TEXTE À ÉTUDIER:
Tout commence par une archive joyeu­se­ment ryth­mée au son des Rita Mitsouko (« On n’a pas que d’l’a­mour »). Celle d’une jeunesse étudiante vent debout contre la loi Devaquet, modi­fiant profon­dé­ment l’éga­lité d’ac­cès à l’uni­ver­sité. La jeunesse de « deux fran­gins », Abdel et Malik, réunis dans la chan­son de Renaud qui donne son titre au film. Tout du long, Rachid Boucha­reb va lais­ser entre­mê­lées les histoires de ces deux jeunes hommes – issus de l’im­mi­gra­tion selon la formule consa­crée. L’une célèbre et pour­tant assez mécon­nue, celle de Malik Ousse­kine, l’autre presque oubliée et pour­tant tout aussi funeste, celle d’Abdel Benya­hia.

Inscri­vant son film dans dans le temps mort qui suit les évène­ments de la nuit du 5 au 6 décembre 1986, Boucha­reb construit un équi­libre salu­taire entre le deuil et la vérité recher­chée par les familles (utili­sant une caméra des années 80). On voit resur­gir la société de l’époque dans un flot d’ar­chives inin­ter­rom­pues qui rappellent les faits et les moeurs d’alors.

DONNÉES FOURNIES:

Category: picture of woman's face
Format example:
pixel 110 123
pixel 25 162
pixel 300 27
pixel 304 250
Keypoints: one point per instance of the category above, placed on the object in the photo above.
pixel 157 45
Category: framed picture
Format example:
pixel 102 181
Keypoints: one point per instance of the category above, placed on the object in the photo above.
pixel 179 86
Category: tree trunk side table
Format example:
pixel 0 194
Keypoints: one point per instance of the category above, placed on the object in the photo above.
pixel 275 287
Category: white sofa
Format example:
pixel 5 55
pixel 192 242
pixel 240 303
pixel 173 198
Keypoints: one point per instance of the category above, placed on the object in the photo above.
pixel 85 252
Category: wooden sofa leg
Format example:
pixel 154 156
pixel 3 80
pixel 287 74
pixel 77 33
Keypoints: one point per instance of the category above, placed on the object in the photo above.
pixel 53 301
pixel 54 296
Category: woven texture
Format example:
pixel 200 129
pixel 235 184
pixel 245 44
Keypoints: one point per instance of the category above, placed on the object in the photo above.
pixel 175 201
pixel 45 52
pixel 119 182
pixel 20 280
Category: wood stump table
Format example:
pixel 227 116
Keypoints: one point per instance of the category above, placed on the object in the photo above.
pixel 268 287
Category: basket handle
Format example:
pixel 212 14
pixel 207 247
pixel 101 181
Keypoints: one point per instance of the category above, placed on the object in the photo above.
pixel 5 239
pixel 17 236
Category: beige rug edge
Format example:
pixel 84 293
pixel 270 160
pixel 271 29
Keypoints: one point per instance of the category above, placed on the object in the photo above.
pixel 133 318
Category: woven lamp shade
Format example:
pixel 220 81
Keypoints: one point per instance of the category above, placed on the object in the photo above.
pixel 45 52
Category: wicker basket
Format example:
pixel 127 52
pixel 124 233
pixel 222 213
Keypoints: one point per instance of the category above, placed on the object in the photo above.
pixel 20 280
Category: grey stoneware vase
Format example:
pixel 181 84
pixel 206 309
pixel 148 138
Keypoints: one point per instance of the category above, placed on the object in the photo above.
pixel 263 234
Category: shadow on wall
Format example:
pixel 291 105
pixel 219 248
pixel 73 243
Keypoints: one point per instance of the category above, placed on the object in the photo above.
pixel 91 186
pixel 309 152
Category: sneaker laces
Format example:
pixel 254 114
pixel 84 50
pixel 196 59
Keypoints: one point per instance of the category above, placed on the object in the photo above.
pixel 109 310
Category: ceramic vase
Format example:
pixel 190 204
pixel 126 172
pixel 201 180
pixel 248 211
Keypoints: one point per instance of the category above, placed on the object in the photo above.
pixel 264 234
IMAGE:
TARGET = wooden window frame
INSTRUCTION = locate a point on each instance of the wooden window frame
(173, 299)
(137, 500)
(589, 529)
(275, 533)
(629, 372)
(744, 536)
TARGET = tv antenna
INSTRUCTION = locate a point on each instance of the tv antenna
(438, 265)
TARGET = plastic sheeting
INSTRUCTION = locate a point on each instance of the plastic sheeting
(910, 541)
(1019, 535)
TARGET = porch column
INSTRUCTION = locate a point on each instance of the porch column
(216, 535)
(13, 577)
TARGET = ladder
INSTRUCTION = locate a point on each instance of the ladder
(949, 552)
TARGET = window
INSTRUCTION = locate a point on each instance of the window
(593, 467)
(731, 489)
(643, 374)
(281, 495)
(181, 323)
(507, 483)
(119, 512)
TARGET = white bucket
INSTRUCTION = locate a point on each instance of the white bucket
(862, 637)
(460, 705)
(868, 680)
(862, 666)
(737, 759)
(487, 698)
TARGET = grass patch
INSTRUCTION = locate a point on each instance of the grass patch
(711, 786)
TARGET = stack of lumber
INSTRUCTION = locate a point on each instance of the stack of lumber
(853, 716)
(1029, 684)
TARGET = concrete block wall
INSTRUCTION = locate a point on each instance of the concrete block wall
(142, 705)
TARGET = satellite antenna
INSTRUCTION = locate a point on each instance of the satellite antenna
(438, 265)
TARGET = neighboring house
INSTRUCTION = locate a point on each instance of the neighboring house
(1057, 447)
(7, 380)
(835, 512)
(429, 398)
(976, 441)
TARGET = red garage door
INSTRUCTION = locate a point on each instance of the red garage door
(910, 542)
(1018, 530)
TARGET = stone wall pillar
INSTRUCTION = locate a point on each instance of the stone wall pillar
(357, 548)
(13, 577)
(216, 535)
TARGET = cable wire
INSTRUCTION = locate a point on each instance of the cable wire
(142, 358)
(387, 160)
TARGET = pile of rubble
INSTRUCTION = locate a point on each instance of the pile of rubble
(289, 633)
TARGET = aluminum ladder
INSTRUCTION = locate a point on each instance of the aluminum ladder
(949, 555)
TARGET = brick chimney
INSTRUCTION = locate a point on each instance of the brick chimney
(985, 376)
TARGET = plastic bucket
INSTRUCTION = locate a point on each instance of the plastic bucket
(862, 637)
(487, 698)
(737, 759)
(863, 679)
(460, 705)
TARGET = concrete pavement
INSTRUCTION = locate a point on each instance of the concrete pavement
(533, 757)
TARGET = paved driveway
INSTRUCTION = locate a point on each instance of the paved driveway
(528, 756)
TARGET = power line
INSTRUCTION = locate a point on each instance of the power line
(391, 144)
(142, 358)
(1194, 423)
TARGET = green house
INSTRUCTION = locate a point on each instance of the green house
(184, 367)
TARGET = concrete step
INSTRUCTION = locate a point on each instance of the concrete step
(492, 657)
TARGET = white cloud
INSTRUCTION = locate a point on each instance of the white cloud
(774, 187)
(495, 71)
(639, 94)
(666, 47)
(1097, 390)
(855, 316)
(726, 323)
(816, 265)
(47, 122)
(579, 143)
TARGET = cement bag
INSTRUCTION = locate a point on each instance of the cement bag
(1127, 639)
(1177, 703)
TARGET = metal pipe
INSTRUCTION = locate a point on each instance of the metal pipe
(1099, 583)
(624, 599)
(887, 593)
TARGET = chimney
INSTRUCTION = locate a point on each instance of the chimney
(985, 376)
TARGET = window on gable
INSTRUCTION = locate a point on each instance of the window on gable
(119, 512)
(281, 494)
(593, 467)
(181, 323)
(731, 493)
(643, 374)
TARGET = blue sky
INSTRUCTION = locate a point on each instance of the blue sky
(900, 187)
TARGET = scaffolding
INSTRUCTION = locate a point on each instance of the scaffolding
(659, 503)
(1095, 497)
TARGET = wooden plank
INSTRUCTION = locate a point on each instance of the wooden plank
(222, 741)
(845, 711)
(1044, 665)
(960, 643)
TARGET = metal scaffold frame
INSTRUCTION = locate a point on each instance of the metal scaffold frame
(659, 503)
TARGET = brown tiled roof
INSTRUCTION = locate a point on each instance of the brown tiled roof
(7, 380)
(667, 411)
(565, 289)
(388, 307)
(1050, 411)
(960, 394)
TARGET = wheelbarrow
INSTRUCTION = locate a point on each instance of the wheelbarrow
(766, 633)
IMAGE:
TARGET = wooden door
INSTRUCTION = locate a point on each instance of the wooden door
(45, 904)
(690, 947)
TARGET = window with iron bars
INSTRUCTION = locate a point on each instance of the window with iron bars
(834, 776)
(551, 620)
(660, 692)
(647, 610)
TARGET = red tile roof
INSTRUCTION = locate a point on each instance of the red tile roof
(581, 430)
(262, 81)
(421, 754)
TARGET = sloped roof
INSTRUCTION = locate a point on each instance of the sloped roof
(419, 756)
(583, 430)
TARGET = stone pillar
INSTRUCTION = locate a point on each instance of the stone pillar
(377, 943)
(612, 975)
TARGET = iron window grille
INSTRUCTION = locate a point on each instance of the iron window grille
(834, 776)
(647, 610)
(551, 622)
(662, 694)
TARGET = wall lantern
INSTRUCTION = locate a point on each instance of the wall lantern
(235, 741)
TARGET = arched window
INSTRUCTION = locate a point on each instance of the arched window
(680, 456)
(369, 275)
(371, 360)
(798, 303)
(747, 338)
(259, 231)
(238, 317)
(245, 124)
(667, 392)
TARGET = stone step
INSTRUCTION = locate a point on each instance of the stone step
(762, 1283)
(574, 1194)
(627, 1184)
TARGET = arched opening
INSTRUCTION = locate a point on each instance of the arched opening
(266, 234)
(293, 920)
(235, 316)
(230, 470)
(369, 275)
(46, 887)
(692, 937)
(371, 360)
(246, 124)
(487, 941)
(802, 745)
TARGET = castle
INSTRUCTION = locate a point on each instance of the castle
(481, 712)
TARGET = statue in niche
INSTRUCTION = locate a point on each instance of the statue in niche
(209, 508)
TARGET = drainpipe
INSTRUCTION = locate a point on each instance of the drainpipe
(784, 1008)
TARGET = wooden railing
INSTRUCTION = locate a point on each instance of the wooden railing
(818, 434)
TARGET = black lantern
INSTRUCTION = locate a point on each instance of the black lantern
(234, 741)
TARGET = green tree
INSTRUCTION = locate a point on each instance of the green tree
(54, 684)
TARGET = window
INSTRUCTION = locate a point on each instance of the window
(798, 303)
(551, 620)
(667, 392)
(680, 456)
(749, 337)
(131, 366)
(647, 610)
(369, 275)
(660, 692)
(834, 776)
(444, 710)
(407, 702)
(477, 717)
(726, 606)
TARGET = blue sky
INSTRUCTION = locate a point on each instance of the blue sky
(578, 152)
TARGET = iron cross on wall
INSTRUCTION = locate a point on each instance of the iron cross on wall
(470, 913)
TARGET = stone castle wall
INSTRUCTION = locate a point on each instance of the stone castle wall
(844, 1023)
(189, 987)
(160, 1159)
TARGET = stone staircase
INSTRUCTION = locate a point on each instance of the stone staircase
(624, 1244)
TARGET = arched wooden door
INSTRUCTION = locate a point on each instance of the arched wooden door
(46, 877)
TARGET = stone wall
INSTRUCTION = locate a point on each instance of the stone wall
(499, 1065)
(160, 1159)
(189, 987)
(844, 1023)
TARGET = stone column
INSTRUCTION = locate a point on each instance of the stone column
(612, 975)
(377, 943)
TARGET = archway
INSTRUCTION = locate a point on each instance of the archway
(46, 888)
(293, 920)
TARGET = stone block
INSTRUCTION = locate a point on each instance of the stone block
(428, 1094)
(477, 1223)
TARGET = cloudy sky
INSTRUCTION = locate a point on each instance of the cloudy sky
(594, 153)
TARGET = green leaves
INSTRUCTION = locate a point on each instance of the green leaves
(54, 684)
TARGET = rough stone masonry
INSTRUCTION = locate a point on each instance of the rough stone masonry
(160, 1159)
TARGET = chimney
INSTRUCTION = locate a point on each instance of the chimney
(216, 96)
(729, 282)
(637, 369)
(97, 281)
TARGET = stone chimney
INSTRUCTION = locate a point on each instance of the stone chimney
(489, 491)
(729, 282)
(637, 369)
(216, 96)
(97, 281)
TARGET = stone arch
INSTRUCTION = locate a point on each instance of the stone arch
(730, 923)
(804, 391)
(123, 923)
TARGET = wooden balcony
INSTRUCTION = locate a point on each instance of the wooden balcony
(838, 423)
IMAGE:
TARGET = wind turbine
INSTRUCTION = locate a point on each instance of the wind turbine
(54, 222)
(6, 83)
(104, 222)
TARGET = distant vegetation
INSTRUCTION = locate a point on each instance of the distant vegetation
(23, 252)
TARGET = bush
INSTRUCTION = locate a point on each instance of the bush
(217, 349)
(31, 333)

TRAVAIL DEMANDÉ:
(A) Dans le texte à étudier, relevez toutes les personnes citées avec leur prénom et leur nom.
(B) D'après le texte à étudier, quelle nuit les évènements évoqués par le film ont-ils eu lieu ?

CORRIGÉ DES EXERCICES:
(A) Rachid Bouchareb, Malik Oussekine, Abdel Benyahia

(B) La nuit du 5 au 6 décembre 1986.